▶ **Problem statement**: Pick out every line in the data below that contains the word "riverbank" and copy each one.

▶ **Raw data**:
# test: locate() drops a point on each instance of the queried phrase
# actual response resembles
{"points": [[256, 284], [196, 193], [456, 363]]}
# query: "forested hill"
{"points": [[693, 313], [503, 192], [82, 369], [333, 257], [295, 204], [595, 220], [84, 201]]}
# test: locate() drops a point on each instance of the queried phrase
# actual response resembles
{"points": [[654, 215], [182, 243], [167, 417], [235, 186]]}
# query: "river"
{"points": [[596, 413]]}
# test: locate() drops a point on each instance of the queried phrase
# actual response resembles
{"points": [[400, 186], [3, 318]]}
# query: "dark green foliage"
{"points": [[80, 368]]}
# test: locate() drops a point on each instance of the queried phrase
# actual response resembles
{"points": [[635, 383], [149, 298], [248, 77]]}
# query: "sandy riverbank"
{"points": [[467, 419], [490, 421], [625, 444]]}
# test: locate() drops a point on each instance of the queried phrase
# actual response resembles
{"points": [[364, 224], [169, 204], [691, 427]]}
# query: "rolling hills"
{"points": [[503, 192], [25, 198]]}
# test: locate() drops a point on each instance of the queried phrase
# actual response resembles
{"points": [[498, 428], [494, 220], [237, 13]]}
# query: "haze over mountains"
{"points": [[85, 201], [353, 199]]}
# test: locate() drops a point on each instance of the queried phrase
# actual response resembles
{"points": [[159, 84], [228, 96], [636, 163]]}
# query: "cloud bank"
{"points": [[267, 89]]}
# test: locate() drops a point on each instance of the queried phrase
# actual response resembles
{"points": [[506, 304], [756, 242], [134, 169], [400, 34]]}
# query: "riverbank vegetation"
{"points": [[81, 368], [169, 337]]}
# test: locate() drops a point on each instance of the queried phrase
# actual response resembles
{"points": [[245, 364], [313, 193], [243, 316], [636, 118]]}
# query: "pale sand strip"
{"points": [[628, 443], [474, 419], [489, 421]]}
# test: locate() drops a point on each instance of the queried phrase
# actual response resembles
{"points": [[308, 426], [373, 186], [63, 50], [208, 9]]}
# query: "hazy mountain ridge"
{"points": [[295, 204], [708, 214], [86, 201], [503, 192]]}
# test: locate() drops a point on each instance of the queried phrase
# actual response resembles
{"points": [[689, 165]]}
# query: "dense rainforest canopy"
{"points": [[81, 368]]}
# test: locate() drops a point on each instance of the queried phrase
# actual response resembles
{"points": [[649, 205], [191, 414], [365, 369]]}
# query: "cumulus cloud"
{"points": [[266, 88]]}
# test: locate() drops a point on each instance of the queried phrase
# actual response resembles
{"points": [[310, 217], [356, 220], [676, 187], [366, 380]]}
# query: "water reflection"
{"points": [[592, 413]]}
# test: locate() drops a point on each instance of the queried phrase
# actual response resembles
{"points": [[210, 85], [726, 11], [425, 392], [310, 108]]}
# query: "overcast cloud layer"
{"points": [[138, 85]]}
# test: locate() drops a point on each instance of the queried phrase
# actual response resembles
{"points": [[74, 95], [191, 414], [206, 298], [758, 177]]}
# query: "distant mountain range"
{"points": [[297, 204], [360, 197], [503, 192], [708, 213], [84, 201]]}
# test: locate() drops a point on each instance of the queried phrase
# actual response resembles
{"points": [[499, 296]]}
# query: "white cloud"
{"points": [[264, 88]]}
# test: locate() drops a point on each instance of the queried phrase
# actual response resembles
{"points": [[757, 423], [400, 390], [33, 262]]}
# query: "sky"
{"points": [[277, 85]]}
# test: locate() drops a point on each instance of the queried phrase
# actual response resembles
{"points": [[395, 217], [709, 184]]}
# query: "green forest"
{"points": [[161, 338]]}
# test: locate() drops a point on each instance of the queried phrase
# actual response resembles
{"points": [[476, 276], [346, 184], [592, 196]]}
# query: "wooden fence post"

▶ **Exercise output**:
# query: "sandy riverbank"
# query: "riverbank vegetation"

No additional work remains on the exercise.